BEGIN RECORDS PROVIDED

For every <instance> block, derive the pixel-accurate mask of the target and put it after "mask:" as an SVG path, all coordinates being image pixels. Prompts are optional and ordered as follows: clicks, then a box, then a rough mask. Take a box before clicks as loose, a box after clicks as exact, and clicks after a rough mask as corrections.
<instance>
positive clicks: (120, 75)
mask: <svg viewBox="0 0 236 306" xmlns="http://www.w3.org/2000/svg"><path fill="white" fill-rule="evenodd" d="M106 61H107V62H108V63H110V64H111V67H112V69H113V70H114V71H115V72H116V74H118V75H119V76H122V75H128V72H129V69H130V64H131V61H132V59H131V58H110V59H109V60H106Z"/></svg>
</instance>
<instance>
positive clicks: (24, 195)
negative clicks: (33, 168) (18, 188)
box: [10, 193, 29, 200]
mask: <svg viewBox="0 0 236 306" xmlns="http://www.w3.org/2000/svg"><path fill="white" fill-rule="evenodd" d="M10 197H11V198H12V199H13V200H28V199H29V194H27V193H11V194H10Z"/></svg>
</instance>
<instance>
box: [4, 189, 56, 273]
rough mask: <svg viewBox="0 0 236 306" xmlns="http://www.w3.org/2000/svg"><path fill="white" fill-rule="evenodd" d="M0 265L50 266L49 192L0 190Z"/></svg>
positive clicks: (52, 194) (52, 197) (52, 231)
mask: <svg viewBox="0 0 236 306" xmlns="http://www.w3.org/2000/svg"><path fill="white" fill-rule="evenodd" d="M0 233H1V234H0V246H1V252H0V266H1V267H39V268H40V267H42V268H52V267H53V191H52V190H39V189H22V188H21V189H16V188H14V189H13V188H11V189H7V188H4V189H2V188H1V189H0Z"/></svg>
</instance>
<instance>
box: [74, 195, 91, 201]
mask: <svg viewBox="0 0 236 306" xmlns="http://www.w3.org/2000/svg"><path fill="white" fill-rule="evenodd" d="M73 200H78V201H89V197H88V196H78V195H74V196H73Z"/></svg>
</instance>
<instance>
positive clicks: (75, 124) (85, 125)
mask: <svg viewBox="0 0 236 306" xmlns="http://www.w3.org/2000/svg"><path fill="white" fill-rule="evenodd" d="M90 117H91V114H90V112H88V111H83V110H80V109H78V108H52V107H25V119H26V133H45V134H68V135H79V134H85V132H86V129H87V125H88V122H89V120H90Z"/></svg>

END RECORDS PROVIDED

TASK PROMPT:
Write out only the lines from the one containing "box: [74, 195, 91, 201]" through the end of the listing above, exactly as they stand.

ANSWER SPACE:
box: [74, 195, 91, 201]
mask: <svg viewBox="0 0 236 306" xmlns="http://www.w3.org/2000/svg"><path fill="white" fill-rule="evenodd" d="M73 200H78V201H89V197H88V196H78V195H74V196H73Z"/></svg>
</instance>
<instance>
positive clicks: (75, 124) (85, 125)
mask: <svg viewBox="0 0 236 306" xmlns="http://www.w3.org/2000/svg"><path fill="white" fill-rule="evenodd" d="M90 117H91V114H90V112H88V111H83V110H80V109H78V108H52V107H25V119H26V133H45V134H68V135H79V134H85V132H86V129H87V125H88V122H89V120H90Z"/></svg>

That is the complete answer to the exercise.